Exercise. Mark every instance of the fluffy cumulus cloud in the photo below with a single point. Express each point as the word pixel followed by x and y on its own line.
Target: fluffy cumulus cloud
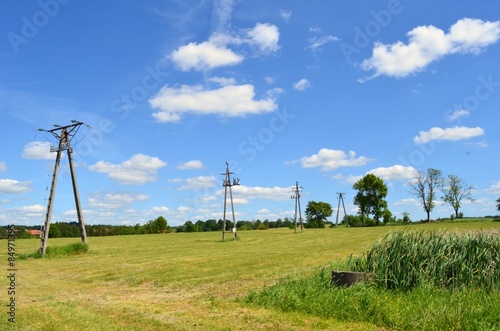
pixel 12 186
pixel 139 169
pixel 302 85
pixel 193 164
pixel 452 134
pixel 456 115
pixel 216 52
pixel 395 172
pixel 38 150
pixel 428 44
pixel 265 36
pixel 118 201
pixel 204 56
pixel 275 193
pixel 330 159
pixel 315 43
pixel 230 101
pixel 198 183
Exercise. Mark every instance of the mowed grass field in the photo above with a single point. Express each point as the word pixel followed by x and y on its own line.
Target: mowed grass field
pixel 184 281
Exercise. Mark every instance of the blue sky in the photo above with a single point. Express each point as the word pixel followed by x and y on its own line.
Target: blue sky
pixel 319 92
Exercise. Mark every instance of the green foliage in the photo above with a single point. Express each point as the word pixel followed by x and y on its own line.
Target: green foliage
pixel 317 212
pixel 71 249
pixel 424 187
pixel 405 260
pixel 421 309
pixel 371 196
pixel 455 189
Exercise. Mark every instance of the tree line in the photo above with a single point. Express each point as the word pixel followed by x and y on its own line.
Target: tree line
pixel 370 200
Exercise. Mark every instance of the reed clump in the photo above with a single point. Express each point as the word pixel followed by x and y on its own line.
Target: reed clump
pixel 409 259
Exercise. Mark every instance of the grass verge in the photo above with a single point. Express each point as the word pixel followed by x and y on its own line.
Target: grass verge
pixel 427 308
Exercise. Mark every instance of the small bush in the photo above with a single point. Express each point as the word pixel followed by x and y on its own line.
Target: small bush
pixel 71 249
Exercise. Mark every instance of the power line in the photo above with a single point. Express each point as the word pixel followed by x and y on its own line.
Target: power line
pixel 296 195
pixel 227 183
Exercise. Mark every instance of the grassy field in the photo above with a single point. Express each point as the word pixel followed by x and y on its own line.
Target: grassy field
pixel 185 281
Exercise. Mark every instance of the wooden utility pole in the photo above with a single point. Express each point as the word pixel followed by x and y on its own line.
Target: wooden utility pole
pixel 341 198
pixel 227 183
pixel 296 195
pixel 66 134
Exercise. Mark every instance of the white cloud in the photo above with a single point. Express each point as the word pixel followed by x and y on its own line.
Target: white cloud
pixel 193 164
pixel 110 201
pixel 204 56
pixel 395 172
pixel 198 183
pixel 453 134
pixel 302 85
pixel 230 101
pixel 139 169
pixel 265 36
pixel 350 179
pixel 315 43
pixel 38 150
pixel 428 44
pixel 407 201
pixel 329 159
pixel 12 186
pixel 275 193
pixel 223 81
pixel 286 15
pixel 459 114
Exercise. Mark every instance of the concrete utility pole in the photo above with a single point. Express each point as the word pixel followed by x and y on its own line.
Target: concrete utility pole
pixel 296 195
pixel 341 198
pixel 64 134
pixel 227 183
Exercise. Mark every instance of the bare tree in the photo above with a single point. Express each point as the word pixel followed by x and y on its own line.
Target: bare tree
pixel 455 189
pixel 424 187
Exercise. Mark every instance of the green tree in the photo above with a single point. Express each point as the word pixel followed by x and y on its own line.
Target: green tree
pixel 54 231
pixel 199 225
pixel 455 189
pixel 160 225
pixel 317 212
pixel 370 197
pixel 424 187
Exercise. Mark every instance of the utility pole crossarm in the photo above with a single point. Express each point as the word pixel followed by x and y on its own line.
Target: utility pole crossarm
pixel 228 184
pixel 64 134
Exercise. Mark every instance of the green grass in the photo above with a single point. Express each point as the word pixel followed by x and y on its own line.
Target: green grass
pixel 71 249
pixel 185 281
pixel 407 259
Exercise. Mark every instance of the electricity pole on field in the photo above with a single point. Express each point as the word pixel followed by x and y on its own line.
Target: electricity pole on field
pixel 296 195
pixel 341 198
pixel 64 134
pixel 227 183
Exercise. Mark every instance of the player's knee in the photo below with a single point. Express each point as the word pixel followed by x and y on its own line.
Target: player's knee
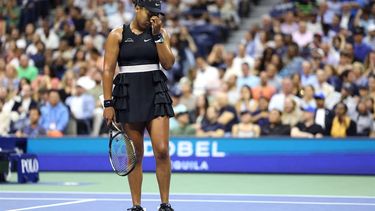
pixel 162 152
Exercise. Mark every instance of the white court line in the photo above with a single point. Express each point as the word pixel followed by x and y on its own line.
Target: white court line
pixel 82 200
pixel 196 194
pixel 54 205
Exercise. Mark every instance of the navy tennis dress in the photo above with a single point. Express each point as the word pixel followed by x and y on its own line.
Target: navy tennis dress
pixel 140 93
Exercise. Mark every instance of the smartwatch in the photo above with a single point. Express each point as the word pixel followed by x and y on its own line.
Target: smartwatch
pixel 158 38
pixel 108 103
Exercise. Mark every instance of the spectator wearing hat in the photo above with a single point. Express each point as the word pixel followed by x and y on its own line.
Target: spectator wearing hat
pixel 361 49
pixel 342 126
pixel 275 126
pixel 184 127
pixel 82 106
pixel 245 128
pixel 54 115
pixel 307 128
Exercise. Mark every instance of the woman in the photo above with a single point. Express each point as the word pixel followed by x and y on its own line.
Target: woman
pixel 245 129
pixel 342 126
pixel 140 96
pixel 246 101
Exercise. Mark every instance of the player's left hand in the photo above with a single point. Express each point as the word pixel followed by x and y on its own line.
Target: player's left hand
pixel 155 24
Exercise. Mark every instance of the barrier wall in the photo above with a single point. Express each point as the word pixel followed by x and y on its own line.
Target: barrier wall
pixel 265 155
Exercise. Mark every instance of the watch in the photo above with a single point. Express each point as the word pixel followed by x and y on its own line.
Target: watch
pixel 158 38
pixel 108 103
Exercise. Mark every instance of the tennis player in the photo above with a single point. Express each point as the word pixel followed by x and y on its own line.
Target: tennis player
pixel 140 98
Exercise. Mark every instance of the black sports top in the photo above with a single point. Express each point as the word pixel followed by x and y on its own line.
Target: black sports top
pixel 137 49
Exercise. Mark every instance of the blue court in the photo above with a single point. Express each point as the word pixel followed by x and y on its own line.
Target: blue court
pixel 78 201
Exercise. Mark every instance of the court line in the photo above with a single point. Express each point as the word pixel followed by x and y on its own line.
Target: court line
pixel 54 205
pixel 82 200
pixel 196 194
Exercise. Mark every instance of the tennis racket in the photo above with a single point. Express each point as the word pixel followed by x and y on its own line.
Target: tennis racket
pixel 122 155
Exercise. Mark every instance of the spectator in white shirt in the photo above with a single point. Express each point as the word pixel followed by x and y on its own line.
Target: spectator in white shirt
pixel 207 78
pixel 302 37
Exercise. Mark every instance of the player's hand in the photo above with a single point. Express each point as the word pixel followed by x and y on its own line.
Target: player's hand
pixel 109 114
pixel 155 24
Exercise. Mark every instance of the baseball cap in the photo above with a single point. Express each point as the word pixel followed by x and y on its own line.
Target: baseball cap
pixel 151 5
pixel 309 109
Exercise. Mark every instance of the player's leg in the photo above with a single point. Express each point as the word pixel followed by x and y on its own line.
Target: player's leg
pixel 135 132
pixel 158 129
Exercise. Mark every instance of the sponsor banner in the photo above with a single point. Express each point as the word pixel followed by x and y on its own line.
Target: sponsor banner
pixel 271 155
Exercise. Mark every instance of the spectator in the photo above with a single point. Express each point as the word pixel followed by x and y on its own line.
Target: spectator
pixel 210 126
pixel 263 89
pixel 25 70
pixel 291 114
pixel 247 77
pixel 323 116
pixel 260 116
pixel 363 119
pixel 307 127
pixel 301 36
pixel 200 110
pixel 33 128
pixel 277 99
pixel 361 49
pixel 227 113
pixel 307 76
pixel 323 86
pixel 48 36
pixel 5 119
pixel 54 115
pixel 274 79
pixel 246 101
pixel 207 79
pixel 275 127
pixel 342 126
pixel 184 128
pixel 82 106
pixel 245 129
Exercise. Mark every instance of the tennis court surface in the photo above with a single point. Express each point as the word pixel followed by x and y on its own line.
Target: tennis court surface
pixel 219 192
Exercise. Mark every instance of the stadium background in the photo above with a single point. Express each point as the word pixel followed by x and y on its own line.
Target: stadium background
pixel 240 91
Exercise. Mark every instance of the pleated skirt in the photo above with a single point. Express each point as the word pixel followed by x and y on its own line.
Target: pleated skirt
pixel 141 97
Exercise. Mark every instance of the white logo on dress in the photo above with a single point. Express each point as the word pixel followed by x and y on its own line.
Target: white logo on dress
pixel 129 40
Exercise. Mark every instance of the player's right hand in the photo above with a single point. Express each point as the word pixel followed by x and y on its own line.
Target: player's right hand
pixel 109 114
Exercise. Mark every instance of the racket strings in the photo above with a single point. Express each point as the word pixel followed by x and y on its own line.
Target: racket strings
pixel 123 157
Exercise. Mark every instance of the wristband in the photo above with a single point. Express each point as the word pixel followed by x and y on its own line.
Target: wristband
pixel 158 38
pixel 108 103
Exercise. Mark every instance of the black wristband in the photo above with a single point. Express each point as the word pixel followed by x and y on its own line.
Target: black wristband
pixel 157 37
pixel 108 103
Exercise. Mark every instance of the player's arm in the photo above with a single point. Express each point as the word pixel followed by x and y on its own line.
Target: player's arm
pixel 110 59
pixel 161 38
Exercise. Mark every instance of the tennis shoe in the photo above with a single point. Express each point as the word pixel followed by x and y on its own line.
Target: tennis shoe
pixel 136 208
pixel 165 207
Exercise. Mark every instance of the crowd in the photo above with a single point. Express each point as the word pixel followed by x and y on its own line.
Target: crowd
pixel 306 70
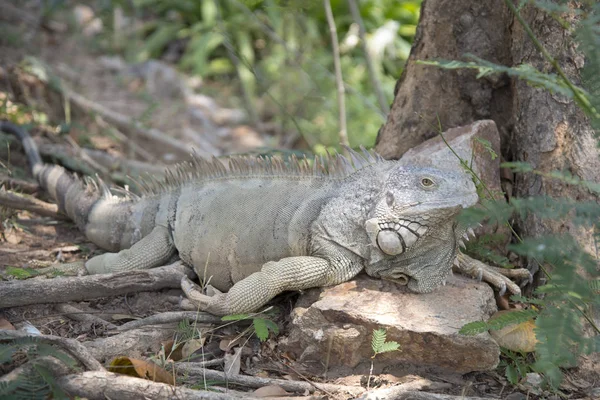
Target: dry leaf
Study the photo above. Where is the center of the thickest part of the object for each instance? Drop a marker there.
(172, 354)
(516, 337)
(191, 346)
(141, 369)
(233, 362)
(4, 324)
(270, 391)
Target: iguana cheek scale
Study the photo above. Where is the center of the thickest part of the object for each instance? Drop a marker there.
(255, 227)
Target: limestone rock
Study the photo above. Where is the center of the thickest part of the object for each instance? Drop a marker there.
(337, 323)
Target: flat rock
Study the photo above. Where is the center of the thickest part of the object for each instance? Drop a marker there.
(333, 327)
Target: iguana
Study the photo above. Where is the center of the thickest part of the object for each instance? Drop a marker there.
(261, 226)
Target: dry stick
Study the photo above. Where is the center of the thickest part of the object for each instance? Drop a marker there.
(125, 123)
(72, 346)
(363, 41)
(26, 202)
(61, 290)
(106, 385)
(236, 64)
(168, 317)
(76, 314)
(18, 184)
(339, 82)
(191, 370)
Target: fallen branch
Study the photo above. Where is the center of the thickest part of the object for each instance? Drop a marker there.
(135, 343)
(78, 315)
(106, 385)
(76, 349)
(169, 317)
(20, 185)
(26, 202)
(191, 370)
(62, 290)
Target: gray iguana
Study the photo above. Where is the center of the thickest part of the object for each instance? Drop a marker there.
(262, 226)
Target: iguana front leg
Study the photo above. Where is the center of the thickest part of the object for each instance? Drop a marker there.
(292, 273)
(499, 278)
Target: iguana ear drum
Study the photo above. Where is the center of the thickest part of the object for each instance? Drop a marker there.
(396, 237)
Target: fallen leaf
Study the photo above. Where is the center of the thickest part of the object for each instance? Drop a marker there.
(516, 337)
(270, 391)
(233, 362)
(140, 368)
(4, 324)
(191, 346)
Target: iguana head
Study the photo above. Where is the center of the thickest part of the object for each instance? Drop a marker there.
(412, 227)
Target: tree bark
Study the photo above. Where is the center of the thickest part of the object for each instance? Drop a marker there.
(548, 131)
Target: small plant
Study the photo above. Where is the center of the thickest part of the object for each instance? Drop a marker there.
(262, 326)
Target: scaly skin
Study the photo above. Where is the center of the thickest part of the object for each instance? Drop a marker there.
(258, 227)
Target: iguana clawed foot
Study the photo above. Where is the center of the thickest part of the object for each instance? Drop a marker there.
(214, 302)
(76, 268)
(499, 278)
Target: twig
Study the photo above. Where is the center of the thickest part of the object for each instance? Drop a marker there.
(61, 290)
(98, 385)
(26, 202)
(78, 315)
(125, 123)
(191, 370)
(236, 64)
(362, 34)
(18, 184)
(168, 317)
(339, 81)
(75, 348)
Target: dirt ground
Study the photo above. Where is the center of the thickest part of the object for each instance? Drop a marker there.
(26, 239)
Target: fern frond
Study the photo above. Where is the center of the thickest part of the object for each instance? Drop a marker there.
(389, 346)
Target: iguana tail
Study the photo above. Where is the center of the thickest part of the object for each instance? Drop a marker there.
(75, 198)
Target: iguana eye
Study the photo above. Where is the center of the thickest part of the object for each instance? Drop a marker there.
(427, 182)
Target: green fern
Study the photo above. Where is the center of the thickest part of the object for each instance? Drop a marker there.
(262, 326)
(379, 344)
(38, 382)
(498, 322)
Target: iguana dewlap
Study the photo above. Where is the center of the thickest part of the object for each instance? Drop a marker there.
(258, 226)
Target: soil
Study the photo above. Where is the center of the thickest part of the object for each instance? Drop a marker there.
(27, 239)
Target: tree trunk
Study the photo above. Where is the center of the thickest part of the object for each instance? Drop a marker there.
(546, 130)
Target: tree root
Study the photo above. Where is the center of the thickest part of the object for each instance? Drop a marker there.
(169, 317)
(77, 315)
(26, 202)
(72, 346)
(106, 385)
(62, 290)
(191, 370)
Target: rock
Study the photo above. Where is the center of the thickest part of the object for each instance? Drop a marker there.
(337, 323)
(468, 142)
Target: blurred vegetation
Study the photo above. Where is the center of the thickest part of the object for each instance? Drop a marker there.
(277, 53)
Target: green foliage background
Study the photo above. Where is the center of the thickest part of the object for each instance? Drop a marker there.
(284, 53)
####################
INSTRUCTIONS FOR THE TASK: Among the entries above, how many lines include the word "iguana"? Give the number with no comment.

ANSWER TO THIS PROBLEM: 10